## begin

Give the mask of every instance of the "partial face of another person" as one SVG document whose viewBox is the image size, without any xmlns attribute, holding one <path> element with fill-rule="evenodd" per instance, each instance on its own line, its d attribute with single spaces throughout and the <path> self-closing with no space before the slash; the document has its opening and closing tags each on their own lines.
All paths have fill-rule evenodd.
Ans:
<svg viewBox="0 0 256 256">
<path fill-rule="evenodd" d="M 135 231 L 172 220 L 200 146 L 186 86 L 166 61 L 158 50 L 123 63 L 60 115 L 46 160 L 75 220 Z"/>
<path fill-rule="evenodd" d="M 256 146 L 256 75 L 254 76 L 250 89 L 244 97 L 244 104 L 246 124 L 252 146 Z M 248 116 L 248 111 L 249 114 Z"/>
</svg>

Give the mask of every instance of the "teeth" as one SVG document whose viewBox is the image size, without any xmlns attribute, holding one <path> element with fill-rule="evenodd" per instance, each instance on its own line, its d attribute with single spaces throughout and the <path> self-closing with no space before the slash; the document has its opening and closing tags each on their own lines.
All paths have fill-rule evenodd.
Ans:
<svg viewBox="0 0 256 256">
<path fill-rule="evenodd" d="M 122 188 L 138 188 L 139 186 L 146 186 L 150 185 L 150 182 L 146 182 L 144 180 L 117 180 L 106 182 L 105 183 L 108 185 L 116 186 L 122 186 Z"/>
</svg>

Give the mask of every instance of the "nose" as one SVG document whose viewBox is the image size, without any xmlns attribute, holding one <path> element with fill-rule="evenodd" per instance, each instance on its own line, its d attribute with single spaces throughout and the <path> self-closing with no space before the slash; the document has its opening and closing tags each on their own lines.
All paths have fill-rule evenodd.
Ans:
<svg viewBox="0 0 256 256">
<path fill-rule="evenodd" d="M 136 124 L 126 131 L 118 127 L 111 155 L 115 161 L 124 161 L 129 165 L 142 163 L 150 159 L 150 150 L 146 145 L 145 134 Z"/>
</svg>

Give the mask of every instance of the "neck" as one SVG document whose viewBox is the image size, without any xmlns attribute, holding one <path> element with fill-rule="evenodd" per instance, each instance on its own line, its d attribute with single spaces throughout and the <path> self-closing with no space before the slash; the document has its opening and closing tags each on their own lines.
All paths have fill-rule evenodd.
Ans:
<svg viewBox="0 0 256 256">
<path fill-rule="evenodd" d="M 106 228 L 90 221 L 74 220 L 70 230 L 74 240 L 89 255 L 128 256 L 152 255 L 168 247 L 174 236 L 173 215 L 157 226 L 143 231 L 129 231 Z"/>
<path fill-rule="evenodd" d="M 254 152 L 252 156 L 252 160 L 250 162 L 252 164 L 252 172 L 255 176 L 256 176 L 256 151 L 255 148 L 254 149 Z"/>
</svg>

## end

» **EXERCISE PROMPT**:
Copy every line of the records above, keeping each character and line break unchanged.

» **COMPLETED TASK**:
Give the mask of every instance of the "partial face of another person" as one SVG document whose viewBox is the image size, without any xmlns attribute, holding one <path> element with fill-rule="evenodd" per instance, each instance on its own line, its d attribute with single spaces throughout and the <path> self-closing with no space before the slash; the document has its opening and closing tags each on their own lines.
All paths have fill-rule evenodd.
Ans:
<svg viewBox="0 0 256 256">
<path fill-rule="evenodd" d="M 135 231 L 172 220 L 200 146 L 186 86 L 166 61 L 158 50 L 123 63 L 60 115 L 46 160 L 75 220 Z"/>
<path fill-rule="evenodd" d="M 256 146 L 256 75 L 254 76 L 250 89 L 244 97 L 244 104 L 246 124 L 252 146 Z M 248 116 L 248 111 L 249 114 Z"/>
</svg>

Give the mask of every instance of the "teeth" as one SVG document whose viewBox is the image size, without any xmlns attribute, holding one <path> element with fill-rule="evenodd" per instance, each instance on its own line, its d attribute with single spaces throughout and the <path> self-closing with no space before the slash; the document has its opening and closing tags each on their own lines.
All paths have fill-rule evenodd.
Ans:
<svg viewBox="0 0 256 256">
<path fill-rule="evenodd" d="M 122 188 L 138 188 L 139 186 L 146 186 L 150 185 L 150 182 L 146 182 L 144 180 L 117 180 L 106 182 L 105 183 L 108 185 L 116 186 L 122 186 Z"/>
</svg>

Give the mask of every instance of the "nose" as one SVG document whose viewBox is the image size, without any xmlns attribute, holding one <path> element with fill-rule="evenodd" per instance, each instance on its own line, its d attribute with single spaces throughout and the <path> self-closing with no space before the slash; the document has its opening and closing tags each on their own lines.
All paths have fill-rule evenodd.
Ans:
<svg viewBox="0 0 256 256">
<path fill-rule="evenodd" d="M 136 124 L 126 131 L 118 127 L 111 155 L 115 161 L 124 161 L 129 165 L 142 163 L 150 159 L 150 150 L 146 145 L 145 134 Z"/>
</svg>

Give the mask of every instance of the "neck" as one SVG document whose viewBox is the image size, without any xmlns attribute, holding one <path> element with fill-rule="evenodd" per instance, each instance on its own line, its d attribute with single spaces throughout and the <path> self-closing with no space before the slash; the document has its opening and closing tags each on their own lines.
All paths have fill-rule evenodd.
Ans:
<svg viewBox="0 0 256 256">
<path fill-rule="evenodd" d="M 106 228 L 90 221 L 74 220 L 70 230 L 74 240 L 89 255 L 128 256 L 152 255 L 168 247 L 174 236 L 173 215 L 157 226 L 143 231 L 129 231 Z"/>
<path fill-rule="evenodd" d="M 254 152 L 252 156 L 252 160 L 250 162 L 252 164 L 252 172 L 255 176 L 256 176 L 256 151 L 255 148 L 254 149 Z"/>
</svg>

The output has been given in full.